WHAT IS ASKED –
1) Can you write down the part of the ceiling fan wiring thread starting at "1-it sounds like" and ending at "called a voltmeter?"?
2) Could you resume the ceiling fan wiring thread from the point where it stops?

** BEGIN PASSAGE TO READ **

1-it sounds like you have 2 switches, in 2 different locations, (4 wall switches in all) controlling (or supposed to be controlling) your ceiling fan and ceiling fan light...yes or no ?

2-did you install the ceiling fan yourself ?

3- do you have a multimeter, otherwise called a voltmeter?

4-have you done any household wiring, or electrical work before?

I live in the Netherlands right now, have for the last few years, so our time zone differences may not make this as easy as it could be, however I retired in the U.S. before I moved here, I have been a master electrician, amongst other things since 1970.

If you are interested in going further with this problem, please let me know here, and I will walk you thru fixing the problem. I would much rather fix this kind of problem over the internet, than try and do what the Tech support staff here does in the security forum(s), I really admire their calm, knowledgeable help.:up:


----------



## johnpost (Dec 18, 2005)

paisanol69 said:


> as they say...a picture is worth a thousand words..but unfortunately my wife just woke up, and wants to read the online newspapers...so I am going to insert a wiring diagram in this post, for you to ponder over, ubtil I can get back to you with an explanation of what I drew on the diagram...PLEASE wait until I get back here, before you attempt to do any work on the fan in your house..ok???

** END PASSAGE TO READ **
** BEGIN RECORDS SUPPLIED **

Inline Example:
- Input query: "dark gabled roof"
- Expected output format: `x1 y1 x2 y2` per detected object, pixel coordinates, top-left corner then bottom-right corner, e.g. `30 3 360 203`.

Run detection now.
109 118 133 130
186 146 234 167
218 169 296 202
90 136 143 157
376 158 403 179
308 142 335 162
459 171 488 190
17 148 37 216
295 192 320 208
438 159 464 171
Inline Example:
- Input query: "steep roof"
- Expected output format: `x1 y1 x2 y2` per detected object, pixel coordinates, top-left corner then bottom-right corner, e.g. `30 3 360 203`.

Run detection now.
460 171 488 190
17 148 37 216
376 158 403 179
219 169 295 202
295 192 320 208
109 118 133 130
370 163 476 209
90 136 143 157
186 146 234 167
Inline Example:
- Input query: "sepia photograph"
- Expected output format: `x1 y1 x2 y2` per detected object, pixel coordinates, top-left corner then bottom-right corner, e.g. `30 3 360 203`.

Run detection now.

** END RECORDS SUPPLIED **

ANSWERS TO THE EXERCISE –
1)
1-it sounds like you have 2 switches, in 2 different locations, (4 wall switches in all) controlling (or supposed to be controlling) your ceiling fan and ceiling fan light...yes or no ?

2-did you install the ceiling fan yourself ?

3- do you have a multimeter, otherwise called a voltmeter?

2)
 to be clear

paisanol69 posted a diagram of how 2 pairs of 3-way switches
would control the light and fan separately from 2 locations.
it is what you would do in new construction to wire it up
or what this situation might be able to be changed to
(actually what is probably wanted to be changed to).
also that is a wiring diagram and has no meaning as
to its actual physical appearance or where or how you
would place the wires or switches if you were making
that circuit.

it is not an explanation of what qmagic has for a current
situation, that is still partially unknown.


----------



## JohnWill (Oct 19, 2002)

Another way to deal with multiple locations is X-10 switches and remote controls.


----------



## johnpost (Dec 18, 2005)

JohnWill said:


> Another way to deal with multiple locations is X-10 switches and remote controls.


 x-10 wouldn't be a useful solution to this problem. it would be technology
overkill for what is needed here, all the switches and devices are in
the same room.

depending on the situation qmagic has for his wiring, replacing the
fan/light with one that has a remote control may be the easiest
in time and effort as has been mentioned.

it really depends on how things are wired now, qmagic's skill
and time for doing rewiring and how easy it is to do the rewiring
in his structure.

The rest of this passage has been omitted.